**Selected text**
■ ■ ■ ■ ■ ■ ■
Nurse Adopts Baby Girl With Birth Defect She Helped in Hospital

Amber Boyd adopted the child after caring for her for a year in the hospital.

— -- A pediatric nurse from New Mexico has adopted one of her tiny patients, who spent over a year in the hospital.

"As a nurse, sometimes you bond with patients,” Amber Boyd, 28, told ABC News. She is a pediatric nurse from Albuquerque, New Mexico who has worked with many health-compromised babies like her now-adopted daughter, Nicole.

“I've had that frequently happen throughout my career, but nothing as strong in the way I feel for this child," Boyd said. "She was on her own and really sick. I guess it was that motherly instinct. I think it was a bond that was meant to happen."

"Nicole was pretty sick that whole first year and a couple of months of her life," Boyd said. "Right around her first birthday, she was making progress, [but] her needs were beyond anything anyone could've accommodated at home. Her biological parents, their rights were taken away and her twin sister had already gone home with another family. They just weren't medical professionals and she essentially needed ICU care at home. [The hospital] was looking into medical foster care."

"I said, 'Well, that's something I could do from home," Boyd added. "But then I said, 'This is crazy, am I crazy?'"

She presented the idea to adopt Nicole to her husband, Taylor, who immediately agreed they should care for the child.

Soon after, the Boyds obtained a foster care license and, in June 2014, Nicole went home with the couple. Nicole’s adoption was finalized this year, on February 24.

"We had always planned on having children and I'm adopted,” said Boyd. “But I don't think we talked about this one coming down the road. We took her home and she was 18 months old. She just kind of fit right in. She's just a trooper and embraced everything.”
■ ■ ■ ■ ■ ■ ■
**Data under study**

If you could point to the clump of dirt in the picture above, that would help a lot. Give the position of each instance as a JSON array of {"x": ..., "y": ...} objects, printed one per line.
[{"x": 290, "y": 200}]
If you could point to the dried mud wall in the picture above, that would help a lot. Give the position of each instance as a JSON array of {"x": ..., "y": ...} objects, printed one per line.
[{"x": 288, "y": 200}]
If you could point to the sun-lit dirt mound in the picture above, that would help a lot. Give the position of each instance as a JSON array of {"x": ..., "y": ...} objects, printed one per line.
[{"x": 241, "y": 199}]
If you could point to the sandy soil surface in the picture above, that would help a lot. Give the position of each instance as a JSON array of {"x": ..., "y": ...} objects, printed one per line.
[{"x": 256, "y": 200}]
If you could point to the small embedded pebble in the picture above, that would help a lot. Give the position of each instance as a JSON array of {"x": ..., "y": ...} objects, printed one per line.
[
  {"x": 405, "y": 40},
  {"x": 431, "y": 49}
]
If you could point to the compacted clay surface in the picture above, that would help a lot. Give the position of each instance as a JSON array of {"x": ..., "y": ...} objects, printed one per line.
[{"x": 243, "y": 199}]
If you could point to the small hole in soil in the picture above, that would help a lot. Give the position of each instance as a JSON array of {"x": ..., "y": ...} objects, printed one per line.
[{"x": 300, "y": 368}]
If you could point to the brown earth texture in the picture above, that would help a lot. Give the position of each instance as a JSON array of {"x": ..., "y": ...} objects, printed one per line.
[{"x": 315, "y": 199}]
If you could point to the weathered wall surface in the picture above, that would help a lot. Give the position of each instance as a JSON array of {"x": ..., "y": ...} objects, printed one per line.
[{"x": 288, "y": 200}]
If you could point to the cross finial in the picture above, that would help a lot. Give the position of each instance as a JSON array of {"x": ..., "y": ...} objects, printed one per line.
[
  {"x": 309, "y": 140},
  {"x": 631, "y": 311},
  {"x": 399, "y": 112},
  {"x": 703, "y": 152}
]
■ ■ ■ ■ ■ ■ ■
**Tasks to perform**
[a] Set down, word for word, the portion of the article about the nurse who adopted Nicole starting at "Amber Boyd adopted" and ending at "now-adopted daughter, Nicole.".
[b] Resume the article about the nurse who adopted Nicole, beginning right after its last sentence.

**Response list**
[a]
Amber Boyd adopted the child after caring for her for a year in the hospital.

— -- A pediatric nurse from New Mexico has adopted one of her tiny patients, who spent over a year in the hospital.

"As a nurse, sometimes you bond with patients,” Amber Boyd, 28, told ABC News. She is a pediatric nurse from Albuquerque, New Mexico who has worked with many health-compromised babies like her now-adopted daughter, Nicole.

[b]
Nicole, now 3 years old, has now been living with the Boyds for more than 20 months. They say she’s doing very well.

"She's spunky, she's sassy, she's just a fighter and you could tell that in her spirit," Boyd said. "She's always happy. It's very rare to see her upset. She's seriously the strongest kid I've ever met. She takes everything on with a smile and fights through, no problem."

Boyd's colleague in the hospital, Camille Walker, told ABC News that she remembers when Nicole was transferred to the pediatric unit."I remember the day she came down from the NICU," Walker, 27, of Albuquerque said. "She was one of the hardest patients we've ever taken care of. She was with us for so long.”

The hospital’s policy is to give long-term patients a primary nurse. “Amber was the first one to step up,” said said.

Walker said she feels the match between Nicole and her new parents was meant to be. "That was always the big thing surrounding [Nicole] was ‘Who's going to take her?’" she said.

"Knowing Amber and all her siblings were adopted made it that much more special,” Walker added. “Taylor, at the time, he was a special needs teacher."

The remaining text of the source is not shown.